→ **Problem statement**:
Rescale only the rows that begin at the line containing "point: white cloudy" and stop after the line containing "point: garage door". Write out each of those lines again, requests included, with every x and y coordinate in the answers multiplied by 2.55 and rounded to a whole number, halves rounded up.
-------- Extracted data
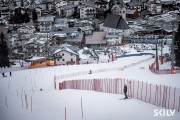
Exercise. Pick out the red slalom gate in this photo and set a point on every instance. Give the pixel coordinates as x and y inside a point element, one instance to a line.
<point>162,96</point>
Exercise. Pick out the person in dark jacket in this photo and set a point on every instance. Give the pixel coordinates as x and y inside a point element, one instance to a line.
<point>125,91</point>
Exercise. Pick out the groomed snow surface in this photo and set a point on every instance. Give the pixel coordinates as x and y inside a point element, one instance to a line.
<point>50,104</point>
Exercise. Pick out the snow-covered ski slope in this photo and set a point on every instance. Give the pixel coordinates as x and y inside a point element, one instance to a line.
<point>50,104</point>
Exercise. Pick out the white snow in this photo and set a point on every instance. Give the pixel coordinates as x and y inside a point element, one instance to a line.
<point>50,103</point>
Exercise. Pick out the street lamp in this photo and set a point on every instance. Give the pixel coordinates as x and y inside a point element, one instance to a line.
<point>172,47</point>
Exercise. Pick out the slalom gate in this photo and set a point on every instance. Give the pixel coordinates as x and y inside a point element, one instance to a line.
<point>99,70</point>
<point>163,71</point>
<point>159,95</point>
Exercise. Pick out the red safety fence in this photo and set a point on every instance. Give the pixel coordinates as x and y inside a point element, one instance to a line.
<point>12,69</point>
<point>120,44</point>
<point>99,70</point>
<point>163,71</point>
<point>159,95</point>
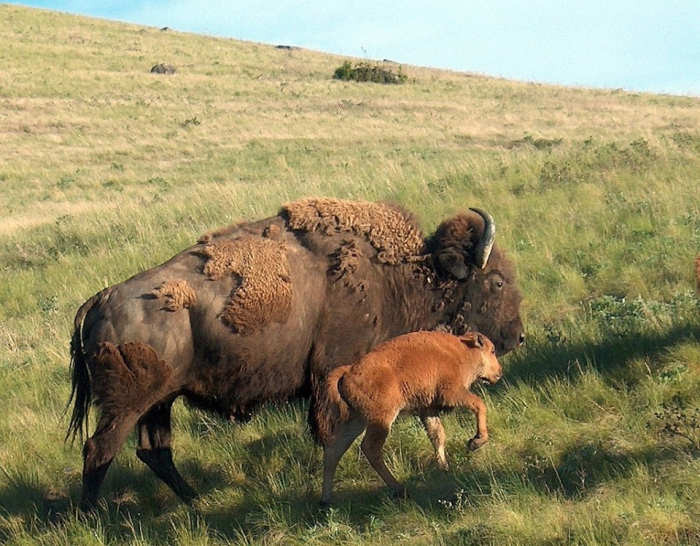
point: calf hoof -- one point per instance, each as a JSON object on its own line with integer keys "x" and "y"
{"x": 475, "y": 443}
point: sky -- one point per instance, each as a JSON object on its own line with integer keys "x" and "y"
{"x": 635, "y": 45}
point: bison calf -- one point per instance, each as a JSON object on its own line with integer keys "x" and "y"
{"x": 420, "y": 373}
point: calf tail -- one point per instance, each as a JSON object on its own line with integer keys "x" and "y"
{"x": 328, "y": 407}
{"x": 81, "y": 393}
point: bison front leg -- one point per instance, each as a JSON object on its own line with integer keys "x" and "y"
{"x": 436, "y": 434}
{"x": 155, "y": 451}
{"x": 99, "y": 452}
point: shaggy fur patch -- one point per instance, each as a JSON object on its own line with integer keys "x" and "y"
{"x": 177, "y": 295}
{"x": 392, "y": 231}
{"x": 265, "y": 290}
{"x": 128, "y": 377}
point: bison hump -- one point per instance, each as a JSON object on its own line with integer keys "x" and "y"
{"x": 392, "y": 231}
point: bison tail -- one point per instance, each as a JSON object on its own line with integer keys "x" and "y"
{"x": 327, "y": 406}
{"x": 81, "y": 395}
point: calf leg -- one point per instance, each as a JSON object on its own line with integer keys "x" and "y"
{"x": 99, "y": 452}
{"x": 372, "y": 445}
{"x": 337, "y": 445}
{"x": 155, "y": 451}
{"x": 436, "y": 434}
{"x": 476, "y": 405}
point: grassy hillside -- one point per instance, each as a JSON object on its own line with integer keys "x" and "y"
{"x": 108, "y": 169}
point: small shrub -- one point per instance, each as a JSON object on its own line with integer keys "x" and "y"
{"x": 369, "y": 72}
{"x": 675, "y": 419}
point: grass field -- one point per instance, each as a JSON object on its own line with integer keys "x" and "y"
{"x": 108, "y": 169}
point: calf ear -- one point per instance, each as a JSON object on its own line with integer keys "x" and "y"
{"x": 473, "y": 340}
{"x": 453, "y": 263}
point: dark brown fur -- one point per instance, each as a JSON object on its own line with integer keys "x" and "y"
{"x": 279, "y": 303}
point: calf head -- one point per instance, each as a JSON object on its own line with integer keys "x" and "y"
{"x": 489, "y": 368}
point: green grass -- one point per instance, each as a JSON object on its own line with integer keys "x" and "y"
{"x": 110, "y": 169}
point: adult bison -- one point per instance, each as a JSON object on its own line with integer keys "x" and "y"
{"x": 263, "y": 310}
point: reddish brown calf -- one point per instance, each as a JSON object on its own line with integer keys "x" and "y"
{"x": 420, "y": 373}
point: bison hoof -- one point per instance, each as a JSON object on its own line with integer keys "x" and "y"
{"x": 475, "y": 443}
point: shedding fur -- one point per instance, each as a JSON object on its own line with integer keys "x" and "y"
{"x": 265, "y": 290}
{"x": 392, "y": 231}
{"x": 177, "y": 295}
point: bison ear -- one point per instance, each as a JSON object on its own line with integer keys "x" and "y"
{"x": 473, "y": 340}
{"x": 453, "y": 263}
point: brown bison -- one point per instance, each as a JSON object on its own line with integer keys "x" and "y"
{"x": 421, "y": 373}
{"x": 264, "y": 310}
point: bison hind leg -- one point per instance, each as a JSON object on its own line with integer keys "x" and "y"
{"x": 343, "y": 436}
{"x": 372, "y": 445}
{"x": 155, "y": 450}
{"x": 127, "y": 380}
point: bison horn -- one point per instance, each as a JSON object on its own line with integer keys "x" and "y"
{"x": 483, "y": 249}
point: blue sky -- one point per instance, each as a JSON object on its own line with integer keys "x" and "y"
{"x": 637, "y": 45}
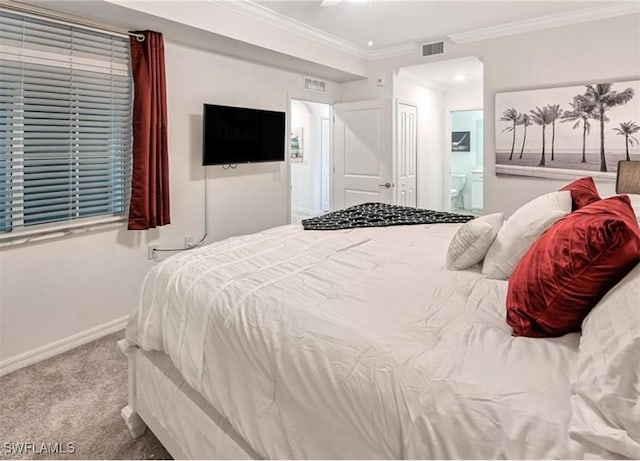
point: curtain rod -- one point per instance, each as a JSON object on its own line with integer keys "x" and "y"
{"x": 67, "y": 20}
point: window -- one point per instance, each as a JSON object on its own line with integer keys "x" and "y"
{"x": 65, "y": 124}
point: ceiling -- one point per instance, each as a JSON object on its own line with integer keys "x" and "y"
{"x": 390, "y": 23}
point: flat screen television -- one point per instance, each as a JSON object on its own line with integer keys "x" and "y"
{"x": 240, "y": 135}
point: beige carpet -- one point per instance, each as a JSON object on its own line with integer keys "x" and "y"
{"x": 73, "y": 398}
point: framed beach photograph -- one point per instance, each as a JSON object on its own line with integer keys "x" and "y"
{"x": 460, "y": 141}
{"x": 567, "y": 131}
----------------
-------- Extracted data
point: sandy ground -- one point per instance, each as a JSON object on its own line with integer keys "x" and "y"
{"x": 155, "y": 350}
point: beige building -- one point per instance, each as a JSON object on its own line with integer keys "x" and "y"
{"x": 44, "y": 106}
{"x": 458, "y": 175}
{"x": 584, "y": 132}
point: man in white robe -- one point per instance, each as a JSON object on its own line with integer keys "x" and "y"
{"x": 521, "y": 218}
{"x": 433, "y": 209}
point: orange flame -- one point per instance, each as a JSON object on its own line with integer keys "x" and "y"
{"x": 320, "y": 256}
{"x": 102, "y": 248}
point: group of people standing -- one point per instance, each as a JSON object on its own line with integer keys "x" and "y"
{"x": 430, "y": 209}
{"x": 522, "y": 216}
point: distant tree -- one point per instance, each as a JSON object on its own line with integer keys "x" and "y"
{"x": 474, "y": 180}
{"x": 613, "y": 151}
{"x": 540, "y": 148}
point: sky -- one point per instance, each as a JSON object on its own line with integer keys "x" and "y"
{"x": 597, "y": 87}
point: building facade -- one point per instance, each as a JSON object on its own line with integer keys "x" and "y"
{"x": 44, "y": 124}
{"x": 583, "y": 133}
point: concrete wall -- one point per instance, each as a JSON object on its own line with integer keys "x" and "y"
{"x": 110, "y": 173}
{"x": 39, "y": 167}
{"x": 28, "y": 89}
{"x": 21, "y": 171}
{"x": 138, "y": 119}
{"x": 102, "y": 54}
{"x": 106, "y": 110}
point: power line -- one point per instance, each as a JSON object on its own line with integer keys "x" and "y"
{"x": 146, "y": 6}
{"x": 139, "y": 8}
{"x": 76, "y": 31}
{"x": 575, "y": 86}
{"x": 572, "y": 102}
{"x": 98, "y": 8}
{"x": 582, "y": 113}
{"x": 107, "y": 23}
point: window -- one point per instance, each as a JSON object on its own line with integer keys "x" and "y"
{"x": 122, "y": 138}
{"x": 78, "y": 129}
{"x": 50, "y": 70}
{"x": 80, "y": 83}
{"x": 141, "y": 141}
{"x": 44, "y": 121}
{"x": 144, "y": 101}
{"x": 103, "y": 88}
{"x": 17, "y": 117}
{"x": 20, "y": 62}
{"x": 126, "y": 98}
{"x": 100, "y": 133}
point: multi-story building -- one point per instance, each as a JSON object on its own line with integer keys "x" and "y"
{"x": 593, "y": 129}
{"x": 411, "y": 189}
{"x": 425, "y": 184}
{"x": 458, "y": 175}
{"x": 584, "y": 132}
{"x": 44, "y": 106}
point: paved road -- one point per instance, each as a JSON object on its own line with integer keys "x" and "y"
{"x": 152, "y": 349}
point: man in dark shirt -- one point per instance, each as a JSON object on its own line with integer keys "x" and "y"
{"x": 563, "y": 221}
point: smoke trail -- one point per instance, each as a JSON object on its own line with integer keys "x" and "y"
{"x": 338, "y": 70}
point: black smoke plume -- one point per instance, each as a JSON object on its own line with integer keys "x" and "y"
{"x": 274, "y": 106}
----------------
-------- Extracted data
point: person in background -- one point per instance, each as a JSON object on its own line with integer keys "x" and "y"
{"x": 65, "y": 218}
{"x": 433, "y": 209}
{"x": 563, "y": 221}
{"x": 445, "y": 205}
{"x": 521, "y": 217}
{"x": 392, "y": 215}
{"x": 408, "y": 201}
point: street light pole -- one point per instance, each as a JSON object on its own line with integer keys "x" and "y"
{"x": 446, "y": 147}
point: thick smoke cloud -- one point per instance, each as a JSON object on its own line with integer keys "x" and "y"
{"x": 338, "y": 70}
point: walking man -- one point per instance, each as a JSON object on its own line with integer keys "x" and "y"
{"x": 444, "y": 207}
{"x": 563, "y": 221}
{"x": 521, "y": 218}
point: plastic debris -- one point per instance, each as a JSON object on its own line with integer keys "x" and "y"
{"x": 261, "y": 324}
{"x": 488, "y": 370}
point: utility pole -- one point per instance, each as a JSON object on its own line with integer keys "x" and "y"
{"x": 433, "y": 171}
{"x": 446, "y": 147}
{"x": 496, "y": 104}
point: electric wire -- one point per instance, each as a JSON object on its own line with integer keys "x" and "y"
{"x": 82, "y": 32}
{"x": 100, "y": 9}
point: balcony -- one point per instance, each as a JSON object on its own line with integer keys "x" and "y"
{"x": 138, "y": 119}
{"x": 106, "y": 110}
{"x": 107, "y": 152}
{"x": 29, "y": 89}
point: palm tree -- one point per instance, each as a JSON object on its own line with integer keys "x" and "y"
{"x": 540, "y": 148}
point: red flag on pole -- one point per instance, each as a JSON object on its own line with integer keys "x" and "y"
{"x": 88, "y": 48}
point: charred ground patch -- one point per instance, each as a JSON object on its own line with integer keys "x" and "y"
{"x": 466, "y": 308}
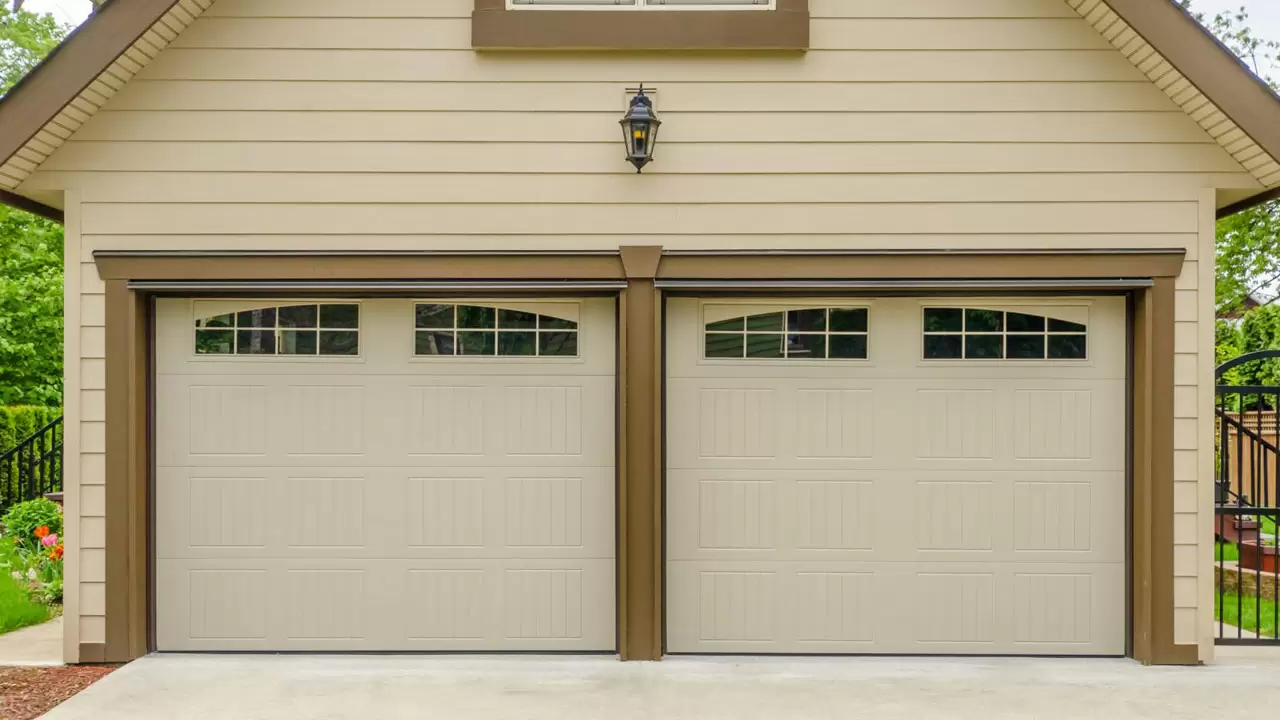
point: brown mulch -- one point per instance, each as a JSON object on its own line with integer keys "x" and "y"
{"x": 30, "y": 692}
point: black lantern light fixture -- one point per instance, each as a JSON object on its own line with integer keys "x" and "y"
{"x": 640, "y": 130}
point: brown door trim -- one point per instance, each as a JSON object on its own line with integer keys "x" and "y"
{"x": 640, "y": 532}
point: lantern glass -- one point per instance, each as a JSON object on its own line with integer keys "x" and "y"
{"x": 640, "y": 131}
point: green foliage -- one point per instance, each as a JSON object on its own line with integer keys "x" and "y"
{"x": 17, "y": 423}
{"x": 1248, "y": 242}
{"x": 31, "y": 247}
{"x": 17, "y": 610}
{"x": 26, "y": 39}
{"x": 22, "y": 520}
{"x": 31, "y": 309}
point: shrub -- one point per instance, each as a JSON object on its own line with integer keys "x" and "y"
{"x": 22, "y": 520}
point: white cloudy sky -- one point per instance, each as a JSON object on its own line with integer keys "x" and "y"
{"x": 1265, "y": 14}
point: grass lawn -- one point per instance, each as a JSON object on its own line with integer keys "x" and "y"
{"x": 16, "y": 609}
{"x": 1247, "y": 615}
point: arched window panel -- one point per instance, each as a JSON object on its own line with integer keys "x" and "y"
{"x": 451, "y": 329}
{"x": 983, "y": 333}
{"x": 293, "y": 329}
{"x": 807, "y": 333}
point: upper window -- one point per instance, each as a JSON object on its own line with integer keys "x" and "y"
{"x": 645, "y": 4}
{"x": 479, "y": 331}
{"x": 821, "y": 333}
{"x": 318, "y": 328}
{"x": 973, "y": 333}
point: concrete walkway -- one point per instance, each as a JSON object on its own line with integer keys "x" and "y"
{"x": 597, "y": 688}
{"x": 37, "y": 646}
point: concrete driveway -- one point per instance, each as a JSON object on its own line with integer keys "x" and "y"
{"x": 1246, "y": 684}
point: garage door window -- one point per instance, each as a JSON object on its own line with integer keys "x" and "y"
----------------
→ **Exercise response**:
point: white cloudy sky -- one point per instance, each as a JSON object on its own line with integer keys "x" and "y"
{"x": 3226, "y": 36}
point: grass lawn -- one point per instance, each as a JSON object on its own line with integer keys "x" and "y"
{"x": 41, "y": 1553}
{"x": 3180, "y": 1568}
point: arched window panel -- one point per instance, each as a JSON object on its own line with integer keys "x" and "y"
{"x": 1150, "y": 839}
{"x": 2507, "y": 849}
{"x": 747, "y": 839}
{"x": 2058, "y": 849}
point: upper window -- one point per instance, each as a JSON object on its own line with integer keys "x" and "y"
{"x": 1645, "y": 10}
{"x": 1221, "y": 844}
{"x": 2094, "y": 849}
{"x": 811, "y": 836}
{"x": 2481, "y": 849}
point: concrete walkway -- one point per instance, each as a JSON object on its own line with integer keys "x" and "y"
{"x": 1522, "y": 1754}
{"x": 94, "y": 1647}
point: concrete driveway -- one point per instance, each as a JSON object on its own line with integer keys "x" and "y"
{"x": 3177, "y": 1744}
point: garage door window -- one point per instance, each as a JSON object on its own line with integer keys "x" and "y"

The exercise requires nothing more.